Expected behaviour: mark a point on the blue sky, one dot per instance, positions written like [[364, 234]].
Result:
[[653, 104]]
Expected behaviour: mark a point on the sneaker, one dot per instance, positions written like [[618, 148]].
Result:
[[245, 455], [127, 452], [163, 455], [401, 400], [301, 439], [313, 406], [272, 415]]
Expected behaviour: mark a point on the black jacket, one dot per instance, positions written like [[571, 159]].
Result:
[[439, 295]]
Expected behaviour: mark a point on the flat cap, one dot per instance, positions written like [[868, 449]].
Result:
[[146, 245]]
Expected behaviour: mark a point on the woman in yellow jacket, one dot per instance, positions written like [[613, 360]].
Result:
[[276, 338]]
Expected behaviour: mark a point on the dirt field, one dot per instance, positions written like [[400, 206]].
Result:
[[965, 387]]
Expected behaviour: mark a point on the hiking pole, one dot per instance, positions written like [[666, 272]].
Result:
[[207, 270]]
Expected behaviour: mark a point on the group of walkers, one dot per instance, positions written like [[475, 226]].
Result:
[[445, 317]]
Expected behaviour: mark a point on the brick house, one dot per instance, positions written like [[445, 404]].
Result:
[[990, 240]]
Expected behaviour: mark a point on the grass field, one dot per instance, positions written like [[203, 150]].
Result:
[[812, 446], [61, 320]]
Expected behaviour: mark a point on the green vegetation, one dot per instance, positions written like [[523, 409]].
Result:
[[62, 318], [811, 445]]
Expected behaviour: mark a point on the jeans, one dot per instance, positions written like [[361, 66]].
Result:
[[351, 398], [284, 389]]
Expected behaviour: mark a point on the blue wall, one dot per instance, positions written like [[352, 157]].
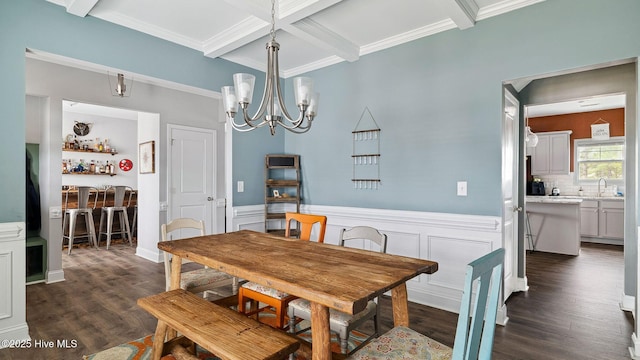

============================================================

Reproduce all of the material above word for word, from start to finish, and omit the picture from your copy.

Expected behaviour: mark a point on the blue sky, one dot per instance, positions written like [[364, 234]].
Result:
[[653, 104]]
Expected behaviour: mark a point on the sneaker, one dot per instance, positions written like [[618, 148]].
Result:
[[245, 455], [127, 452], [163, 455], [401, 400], [301, 439], [313, 406], [272, 415]]
Expected behaviour: mark a point on the black jacket, one dot per instance, positions written like [[571, 159]].
Result:
[[439, 295]]
Expected behaviour: mark a point on the flat cap, one dot per instance, positions written like [[868, 449]].
Result:
[[146, 245]]
Expected behaviour: mark a point on the woman in yellow jacket, one dot per instance, positions written like [[613, 360]].
Result:
[[276, 338]]
Expected behaviour: mark a point on the dirt field, one dot per instance, positions written like [[400, 206]].
Result:
[[965, 387]]
Expected behaviour: mark a point on the hiking pole, one dot per instance, positions written like [[666, 272]].
Result:
[[207, 270]]
Expected behaviour: mark a point on the group of walkers, one dot per instance, positions written like [[475, 226]].
Result:
[[445, 317]]
Expected behaviour: mark a point on the brick house, one dot per instance, positions written like [[445, 404]].
Result:
[[990, 240]]
Expected behaviour: mark a point on the grass field, one dot per instance, positions written like [[203, 150]].
Result:
[[812, 446], [61, 320]]
Expected behaviour: mark a point on the green vegetation, one dot per instance, positions written like [[523, 409]].
Result:
[[62, 318], [811, 445]]
Expected behaviour: mark a point on the jeans, one dot per instance, positions written like [[361, 66]].
Result:
[[351, 398], [284, 389]]
Expected behaviour: mark a point on the blue wall, one dot per instance, positions written like [[352, 157]].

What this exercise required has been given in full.